* TASK OBJECTIVE: Please copy the entries below word for word, starting at the line that contains "Question. Identify the draft" and ending at the last line of the entries, with both ends included.

○ ○ ○ ○

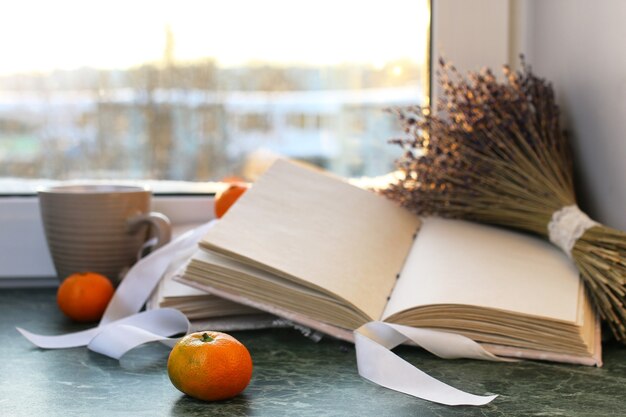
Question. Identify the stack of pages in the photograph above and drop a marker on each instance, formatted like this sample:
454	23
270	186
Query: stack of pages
311	248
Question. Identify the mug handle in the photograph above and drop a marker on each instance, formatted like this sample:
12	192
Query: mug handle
159	222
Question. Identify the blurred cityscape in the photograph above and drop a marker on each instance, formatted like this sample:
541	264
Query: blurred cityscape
198	121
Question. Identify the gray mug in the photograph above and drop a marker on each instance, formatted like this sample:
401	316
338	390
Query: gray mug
99	228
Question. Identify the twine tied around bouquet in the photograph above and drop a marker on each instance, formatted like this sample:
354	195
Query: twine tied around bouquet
567	225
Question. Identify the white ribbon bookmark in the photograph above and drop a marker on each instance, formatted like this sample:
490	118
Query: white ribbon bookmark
376	361
122	328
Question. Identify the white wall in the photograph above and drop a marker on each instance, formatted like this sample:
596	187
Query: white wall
580	45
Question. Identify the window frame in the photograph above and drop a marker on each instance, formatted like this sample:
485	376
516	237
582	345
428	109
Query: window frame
24	255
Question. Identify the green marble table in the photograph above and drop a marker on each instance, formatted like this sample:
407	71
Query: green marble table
293	376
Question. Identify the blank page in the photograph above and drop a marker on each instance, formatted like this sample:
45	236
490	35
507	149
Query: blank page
459	262
320	230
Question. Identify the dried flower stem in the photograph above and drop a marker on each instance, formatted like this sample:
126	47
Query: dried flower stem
495	153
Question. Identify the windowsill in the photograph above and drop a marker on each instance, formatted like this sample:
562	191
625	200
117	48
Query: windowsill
24	257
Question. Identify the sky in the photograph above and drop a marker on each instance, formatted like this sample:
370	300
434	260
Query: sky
38	35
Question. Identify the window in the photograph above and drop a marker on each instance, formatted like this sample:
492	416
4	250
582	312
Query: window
196	90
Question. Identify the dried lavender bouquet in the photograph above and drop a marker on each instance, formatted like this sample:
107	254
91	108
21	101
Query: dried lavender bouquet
495	153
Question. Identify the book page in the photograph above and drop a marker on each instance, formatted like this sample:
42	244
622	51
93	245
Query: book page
320	230
459	262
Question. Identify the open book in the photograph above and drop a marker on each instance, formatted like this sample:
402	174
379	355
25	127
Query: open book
314	249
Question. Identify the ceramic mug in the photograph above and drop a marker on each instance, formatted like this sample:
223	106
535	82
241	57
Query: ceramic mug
99	228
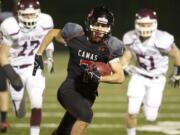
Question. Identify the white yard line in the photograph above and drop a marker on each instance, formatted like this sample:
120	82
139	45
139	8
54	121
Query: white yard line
54	125
102	115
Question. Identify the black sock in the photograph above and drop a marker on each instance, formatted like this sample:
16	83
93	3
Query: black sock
3	116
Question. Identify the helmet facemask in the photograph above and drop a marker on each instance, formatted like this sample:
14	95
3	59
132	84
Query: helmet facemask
29	17
145	23
28	13
99	23
99	30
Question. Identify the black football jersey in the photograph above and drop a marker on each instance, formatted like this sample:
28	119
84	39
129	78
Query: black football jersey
82	50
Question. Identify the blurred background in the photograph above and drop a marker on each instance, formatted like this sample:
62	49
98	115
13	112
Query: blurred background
64	11
111	104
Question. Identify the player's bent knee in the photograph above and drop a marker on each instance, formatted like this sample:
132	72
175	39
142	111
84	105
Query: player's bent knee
151	117
36	101
133	111
151	113
86	116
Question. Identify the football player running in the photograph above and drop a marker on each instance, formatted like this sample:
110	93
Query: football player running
21	39
150	47
86	46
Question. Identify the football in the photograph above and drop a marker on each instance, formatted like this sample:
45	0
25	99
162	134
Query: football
103	68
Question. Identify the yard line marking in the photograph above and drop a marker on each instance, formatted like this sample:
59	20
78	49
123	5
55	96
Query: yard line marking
54	125
114	106
102	115
118	99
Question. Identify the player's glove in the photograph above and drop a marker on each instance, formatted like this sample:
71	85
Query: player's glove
128	70
38	63
94	74
50	65
175	78
13	77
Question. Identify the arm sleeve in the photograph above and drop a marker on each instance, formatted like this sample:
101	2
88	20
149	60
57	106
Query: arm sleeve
116	48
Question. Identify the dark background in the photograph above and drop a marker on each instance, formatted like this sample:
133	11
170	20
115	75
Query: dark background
64	11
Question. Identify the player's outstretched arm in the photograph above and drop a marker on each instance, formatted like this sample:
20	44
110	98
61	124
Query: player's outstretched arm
12	76
117	75
175	78
52	34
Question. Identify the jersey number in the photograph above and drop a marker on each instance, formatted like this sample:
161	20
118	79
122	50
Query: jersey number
146	62
32	44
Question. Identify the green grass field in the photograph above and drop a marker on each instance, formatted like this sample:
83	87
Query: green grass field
109	109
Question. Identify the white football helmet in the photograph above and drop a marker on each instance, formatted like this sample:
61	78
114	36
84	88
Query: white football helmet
28	12
145	22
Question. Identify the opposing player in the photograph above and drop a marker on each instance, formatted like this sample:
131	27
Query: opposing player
78	92
4	95
22	37
150	47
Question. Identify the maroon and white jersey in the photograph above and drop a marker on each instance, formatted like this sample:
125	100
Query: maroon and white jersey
25	42
151	54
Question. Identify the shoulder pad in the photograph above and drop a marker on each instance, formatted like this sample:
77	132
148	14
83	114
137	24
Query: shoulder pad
71	30
163	40
115	46
129	37
10	26
45	21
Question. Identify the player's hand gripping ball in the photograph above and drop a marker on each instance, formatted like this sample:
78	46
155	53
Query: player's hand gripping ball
103	68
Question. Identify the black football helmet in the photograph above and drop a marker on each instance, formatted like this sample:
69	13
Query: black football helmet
145	22
98	23
28	12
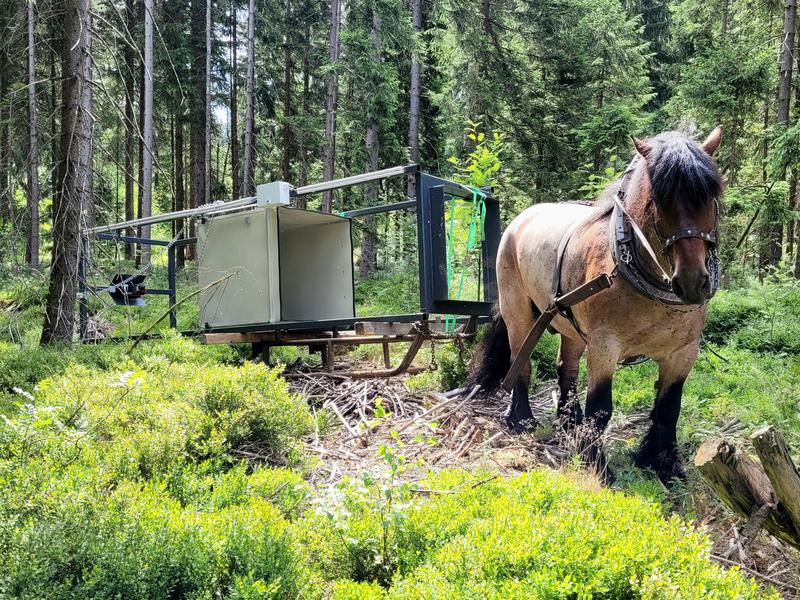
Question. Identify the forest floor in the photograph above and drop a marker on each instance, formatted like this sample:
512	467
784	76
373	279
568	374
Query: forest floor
747	376
461	429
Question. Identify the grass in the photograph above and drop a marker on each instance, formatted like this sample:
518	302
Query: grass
149	448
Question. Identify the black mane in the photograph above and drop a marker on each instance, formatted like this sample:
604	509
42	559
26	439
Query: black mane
681	171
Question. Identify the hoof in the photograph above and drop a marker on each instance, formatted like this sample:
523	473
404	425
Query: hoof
594	457
667	466
518	425
569	417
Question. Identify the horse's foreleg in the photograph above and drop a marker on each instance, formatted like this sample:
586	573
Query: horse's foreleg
518	314
602	361
659	448
569	411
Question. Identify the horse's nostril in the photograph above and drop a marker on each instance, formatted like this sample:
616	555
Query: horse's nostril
676	286
705	286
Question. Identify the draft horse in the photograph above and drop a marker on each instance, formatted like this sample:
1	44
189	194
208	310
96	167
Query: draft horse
654	231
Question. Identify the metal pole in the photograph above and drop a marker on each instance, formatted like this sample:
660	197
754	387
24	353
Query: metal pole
172	283
206	209
83	298
355	180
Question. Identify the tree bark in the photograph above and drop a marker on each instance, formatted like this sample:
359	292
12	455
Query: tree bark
368	261
32	245
74	175
248	189
5	192
782	117
207	172
413	114
234	109
147	128
54	151
197	114
130	126
286	163
331	103
302	201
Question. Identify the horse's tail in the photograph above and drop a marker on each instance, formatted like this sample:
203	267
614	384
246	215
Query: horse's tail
492	358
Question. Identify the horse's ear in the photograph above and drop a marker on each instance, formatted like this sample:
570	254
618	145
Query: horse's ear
712	141
643	147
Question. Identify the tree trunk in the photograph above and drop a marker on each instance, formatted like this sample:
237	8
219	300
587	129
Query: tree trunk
302	201
147	128
234	104
74	175
130	126
413	114
331	93
368	261
5	192
248	188
286	163
207	172
54	152
180	201
197	114
782	117
32	245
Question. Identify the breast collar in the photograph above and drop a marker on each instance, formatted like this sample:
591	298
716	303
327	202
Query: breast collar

○ ○ ○ ○

* RESPONSE TO THIS EXERCISE:
Question. Identify the draft horse in the photograph above and drop a marker on each instance, formatted like this sample:
1	44
189	194
208	310
96	167
Query: draft horse
654	231
Question. Identify the metal pole in the photograph above and drop a marker on each instance, formatted like this sample:
660	197
754	387
24	353
Query: metal pole
172	283
206	209
83	298
355	180
Question. Identify the tree bark in the photograph above and drop a marker on each instance, formatted like this sample:
359	292
12	455
Query: tree bark
368	261
32	245
74	175
248	189
5	192
782	117
207	172
413	114
234	109
147	128
54	151
197	114
130	126
286	163
331	103
302	201
Question. Identify the horse's tail in the photograph above and drop a marker on each instance, formatted like this sample:
203	267
614	384
246	215
Query: horse's tail
492	358
Question. Identify the horse's ear in the photograph above and drop a marker on each instance, formatted like this sample:
570	254
618	145
Query: horse's ear
712	141
643	147
Question. Identify the tree trunk in the photograph above and drop a marker on each instance, formatted like this sample:
237	8
219	300
587	129
Query: tree trunk
302	201
147	128
234	104
74	175
130	126
413	114
331	93
368	261
5	192
248	188
286	163
207	172
54	152
180	201
197	114
782	117
32	245
Question. Identify the breast collar in the photograph above and drop a marker on each instance, formatted like this sample:
591	298
716	303
327	202
Query: breast collar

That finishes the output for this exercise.